EXERCISE DETAILS: The full listing, returned exactly and free of pictures, is the expected answer.

───── DATA SUPPLIED

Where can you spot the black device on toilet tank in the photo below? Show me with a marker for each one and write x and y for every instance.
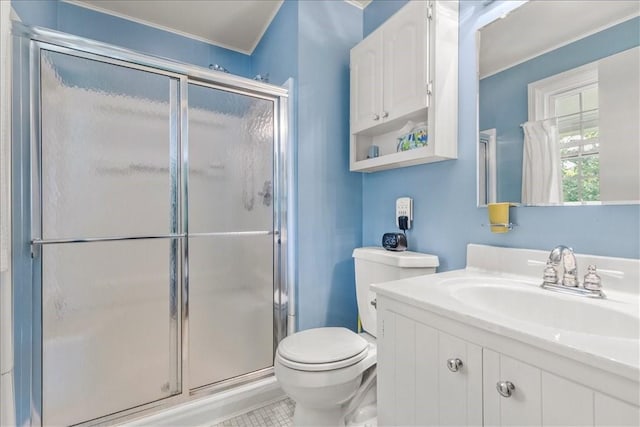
(394, 241)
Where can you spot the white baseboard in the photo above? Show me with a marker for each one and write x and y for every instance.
(211, 409)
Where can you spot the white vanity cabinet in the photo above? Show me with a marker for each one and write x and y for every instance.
(420, 382)
(425, 376)
(406, 70)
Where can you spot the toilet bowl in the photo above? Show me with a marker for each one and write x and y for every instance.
(323, 381)
(330, 372)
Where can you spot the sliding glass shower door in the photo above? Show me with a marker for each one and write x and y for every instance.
(157, 210)
(231, 245)
(108, 237)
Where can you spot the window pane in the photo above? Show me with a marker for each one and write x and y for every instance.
(590, 98)
(590, 178)
(567, 104)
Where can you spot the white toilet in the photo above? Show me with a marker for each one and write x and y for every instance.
(330, 372)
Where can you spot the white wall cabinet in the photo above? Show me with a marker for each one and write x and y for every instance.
(420, 382)
(406, 70)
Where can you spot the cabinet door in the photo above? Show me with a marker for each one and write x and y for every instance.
(366, 83)
(565, 403)
(523, 406)
(404, 61)
(613, 412)
(415, 385)
(459, 387)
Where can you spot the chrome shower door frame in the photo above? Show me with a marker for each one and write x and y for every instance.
(33, 40)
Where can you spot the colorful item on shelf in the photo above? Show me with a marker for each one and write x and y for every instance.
(415, 139)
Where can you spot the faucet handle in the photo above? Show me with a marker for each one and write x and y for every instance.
(550, 274)
(592, 280)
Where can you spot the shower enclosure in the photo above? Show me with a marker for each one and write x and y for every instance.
(156, 206)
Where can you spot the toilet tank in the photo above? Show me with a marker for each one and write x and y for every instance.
(377, 265)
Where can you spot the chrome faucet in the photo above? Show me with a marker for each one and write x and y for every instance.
(569, 284)
(565, 255)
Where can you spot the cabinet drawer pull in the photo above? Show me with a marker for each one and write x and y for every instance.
(505, 388)
(454, 365)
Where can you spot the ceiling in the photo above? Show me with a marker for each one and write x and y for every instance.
(541, 26)
(233, 24)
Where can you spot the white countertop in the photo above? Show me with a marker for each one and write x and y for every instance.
(444, 294)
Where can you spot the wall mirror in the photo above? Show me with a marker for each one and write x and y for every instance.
(559, 108)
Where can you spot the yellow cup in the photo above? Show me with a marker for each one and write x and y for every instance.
(499, 215)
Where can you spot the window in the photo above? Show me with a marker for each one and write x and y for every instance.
(576, 112)
(571, 99)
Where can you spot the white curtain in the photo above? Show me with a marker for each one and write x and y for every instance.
(541, 166)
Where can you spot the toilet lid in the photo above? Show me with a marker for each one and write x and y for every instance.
(322, 345)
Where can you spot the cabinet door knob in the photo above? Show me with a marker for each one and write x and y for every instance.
(505, 388)
(454, 365)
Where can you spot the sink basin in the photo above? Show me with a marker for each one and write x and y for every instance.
(531, 304)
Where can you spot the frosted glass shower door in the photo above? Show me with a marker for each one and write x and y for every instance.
(109, 247)
(231, 242)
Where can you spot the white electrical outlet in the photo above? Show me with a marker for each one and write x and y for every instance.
(404, 207)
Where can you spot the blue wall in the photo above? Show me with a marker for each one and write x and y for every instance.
(329, 196)
(446, 215)
(277, 51)
(504, 101)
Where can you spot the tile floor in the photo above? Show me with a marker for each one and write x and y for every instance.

──────────

ANSWER SECTION:
Where can you spot the black device on toilet tank in the photo below? Show me with a marker for each one and write x and y for every instance.
(394, 241)
Where can you spot the white baseboard in the photo above? Show me with a marker for each one and write x and y for every instance.
(211, 409)
Where can you spot the white vanity cabinet in the photo above? Show me with a marker for each one and write x and y for every instance.
(420, 382)
(425, 376)
(406, 70)
Where can you spot the toilet bowl in the photo above? Show me with a marker for each one and write x and y for every instance.
(323, 381)
(330, 372)
Where can you spot the sliding glass shower door in the photo above? Show me with a marker for each one and write x and y for every instance.
(157, 210)
(231, 245)
(108, 237)
Where can you spot the window pane in the photo above? Show me with a marker for each one and write x and y for every instance.
(590, 98)
(590, 178)
(567, 104)
Where can you spot the white toilet in the photo above? Show me with a marker for each one and write x and y for every instance.
(330, 372)
Where can you spot the white wall cabinet in the photo above? Show me with a marker for each one and write x and y for every instance.
(420, 382)
(406, 70)
Where can you spot the cabinet door in the photo above? Show me with a marker for each one and write x and y for every instance.
(366, 83)
(565, 403)
(523, 406)
(404, 61)
(613, 412)
(415, 385)
(459, 387)
Where can you spot the chrome shower door frame in the photo above? Show me with a marker for each one and write x and y for every instance.
(33, 40)
Where can you spot the colorful item on shelf in the photo above? Show me with a marker for each one and write x and y for every instance.
(415, 139)
Where can you spot the faucet handle in the photo above? Show me with a marker for each one and write x and y for every instance.
(550, 274)
(592, 280)
Where can you spot the shower enclosure in the photo above? Show me with a marker for each one and write x and y for every instance.
(156, 206)
Where can you spot the toilet tank in the photo above? Show me with a marker for each one and write x and y for every instance.
(377, 265)
Where can you spot the chrome faucet in the photo above? Show me with a marker for each one and write x and y for every instance.
(569, 284)
(565, 255)
Where can you spot the cabinet drawer pull in the photo above? Show me with a marker for each one and write x and y for every instance.
(505, 388)
(454, 365)
Where can you spot the ceiling in the photo above? Show me with a marker for each one and write x and y for every instance.
(541, 26)
(233, 24)
Where can you spot the white countertop in the photo above? Show me with a marker for each one and write x and y for every instance.
(444, 294)
Where can you spot the wall mirror in the photo above? Show me with a marker for each one and write x and y for every instance.
(559, 108)
Where can you spot the yellow cup in the photo above? Show me with a marker for each one and write x and y for every instance.
(499, 215)
Where can you spot the window in the photo above? Show me with a marker for each one and write x and y for every instance.
(576, 112)
(571, 99)
Where can you spot the white curtain in the photo above? Show me with a marker for each one and write x and y for every instance.
(541, 166)
Where can you spot the toilet lid in the photo above? Show me with a marker for each one and write x and y for every instance.
(322, 345)
Where can you spot the cabinet door knob in the photo above? Show me with a marker for each one and write x and y for every instance.
(505, 388)
(454, 365)
Where can you spot the sink basin in the photo above? Show me with a marker for each one and write x and y for every instance.
(531, 304)
Where can you spot the frosted glass shower door in the photo above? Show me with a marker for each one and write x and y for every instance.
(109, 247)
(231, 242)
Where can you spot the white electrical outlet in the photo above? Show me with a marker for each one and write x and y for every instance.
(404, 207)
Where can you spot the blue wall in the photo above? Show me with a marker for each one and write x and y for every instance.
(329, 196)
(446, 215)
(277, 51)
(504, 101)
Where can you spot the tile floor in the photo above? Show me with a marker for each one and write x and y for every instance.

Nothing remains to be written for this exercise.